# START OF Source document
# Anything wrong with this set-up?



## jimk (May 28, 2004)

First, thank you for your patience and I hope you old salts don't get tired of giving advice. I've never fished the surf but plan to give it a shot this summer.

My family will vacation in Galveston during July so I plan to use the morning hours for some surf fishing time for redfish(?). We'll be right on the beach(Galvestonian) so I'll just walk east until I run out of people. I'm bringing a 10' spinning with 300 yds 30lb braid and cast net for mullet for cut/live bait as well as light tackle and lures.

For terminal gear, I'm thinking of attaching a 10' mono(60-80lb) leader with "Crazy Alberto" knot and bead/weight-swivel-clip/bead on this.Then swivel to 18" or so leader and 10/0 circle hook snelled. Depending on wind and surf, appropriate weight.

I'm thinking I can reel the knot through the guides to position my weight and bait for better casting this way.


----------



## iamatt (Aug 28, 2012)

Probably not going to see much mullet in the cast net but you can try. I would use shrimp and also see if you can score some live crab to break in half of 1/4's for the big rod. . If you can bring a small bait rod to play with and catch whiting to eat or cut for bait. 

We caught redfish using cut whiting that we caught from the surf so that may be an option if you want to add another bait to the mix. Some real basic stuff is that you want to make sure you cast your bait between the breakers. Make sure it isn't laying on top of a sand bar. and try and fish the moving tides makes a HUGE difference .


----------



## ronnie collins (May 21, 2004)

tighten down on the drag all the way, so the line does not slid thru your finger and burn or cut your finger. run your shockleader into your reel several times so you don't break off throw the bait out.


----------



## sharkchum (Feb 10, 2012)
# END OF Source document
● Your goal
Pick up the surf-fishing thread from its last line and resume it. The material that comes next has no connection to the surf-fishing thread.
# START OF Data segment
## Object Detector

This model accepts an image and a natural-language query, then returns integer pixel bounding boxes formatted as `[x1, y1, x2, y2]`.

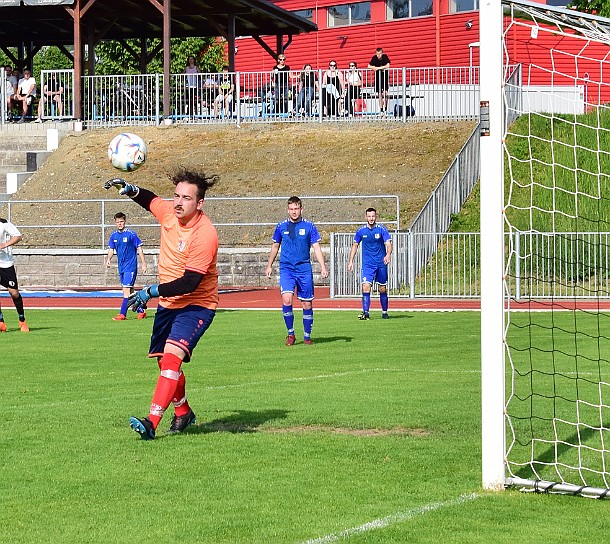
# END OF Data segment
● The reply
You should'nt have any problem finding mullet with the cast net in July. The rod and reel will work, but I would suggest you attach a 30# mono top shot to your braid, you can use a crazy alberto and you only need 30yds or 40yds. This will act as your shock leader while casting and also protect your braid from rubbing on the sand bars. For leaders, ditch the beads, snaps, and 10/0 hooks. Get some 3-way swivels, 5/0 to 7/0 circle hooks, 50lb mono, and whatever size sinkers you need to keep you bait in place. Tie on about a 16" piece of 50# mono to one eye for the hook and about a 24" piece for the sinker than tie your main line to the remaining eye. This is all you need for reds and drum and if you want a small shark simply use cable in place of the mono. I tied this one short for illustration purposes.


----------



## edjman (Aug 13, 2013)

All good as long as we don't get buried in weed again this summer...


:work::work:
SEAWEED


----------



## jimk (May 28, 2004)

Thanks for your help. I introduced 4 little grandsons, aged 2-5 to the beach last year and they can't wait to do it again. The weed was indeed bad, but fishable at times. I really enjoyed the early morning on the beach and hope this year to have a fish stretch a line.


----------



## 535 (May 23, 2004)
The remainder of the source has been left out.